--- GIVEN RECORDS ---

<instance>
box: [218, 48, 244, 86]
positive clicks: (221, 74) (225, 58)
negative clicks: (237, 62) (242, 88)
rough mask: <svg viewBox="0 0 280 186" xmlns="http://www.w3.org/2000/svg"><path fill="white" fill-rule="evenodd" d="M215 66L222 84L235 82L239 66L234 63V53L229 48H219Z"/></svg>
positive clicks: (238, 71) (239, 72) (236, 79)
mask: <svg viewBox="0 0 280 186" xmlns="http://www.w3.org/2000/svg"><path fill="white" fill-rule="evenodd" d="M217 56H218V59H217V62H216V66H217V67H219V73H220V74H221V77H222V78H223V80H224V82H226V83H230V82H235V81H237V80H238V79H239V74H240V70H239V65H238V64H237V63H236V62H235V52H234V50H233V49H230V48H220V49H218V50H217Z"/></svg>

---
--- GIVEN RECORDS ---

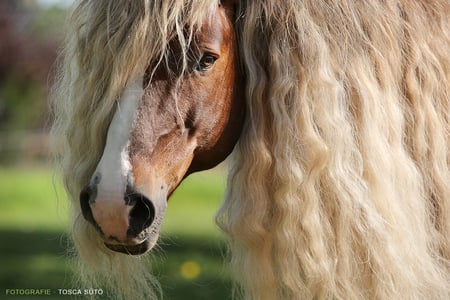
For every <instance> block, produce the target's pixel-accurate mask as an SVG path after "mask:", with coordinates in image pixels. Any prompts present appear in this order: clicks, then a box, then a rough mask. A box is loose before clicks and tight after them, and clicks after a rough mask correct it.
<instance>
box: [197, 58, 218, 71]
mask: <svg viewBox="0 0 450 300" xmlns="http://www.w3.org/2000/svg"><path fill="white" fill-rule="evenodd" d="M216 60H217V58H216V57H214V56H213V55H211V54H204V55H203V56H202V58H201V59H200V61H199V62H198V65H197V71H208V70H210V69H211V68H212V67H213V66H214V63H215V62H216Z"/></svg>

---

# [EXERCISE BRIEF]
Return all lines of the data in which the string "rough" appears.

# [RESPONSE]
rough mask: <svg viewBox="0 0 280 186" xmlns="http://www.w3.org/2000/svg"><path fill="white" fill-rule="evenodd" d="M215 66L222 84L235 82L239 66L234 63V53L229 48H219Z"/></svg>
For every <instance> block, produce the target's pixel-accurate mask as an SVG path after "mask:", with coordinates in image pixels. Any prompts present appear in this order: clicks, then a box, then a rough mask. A box is loose before clicks and tight after them, and clicks after a rough mask correct it.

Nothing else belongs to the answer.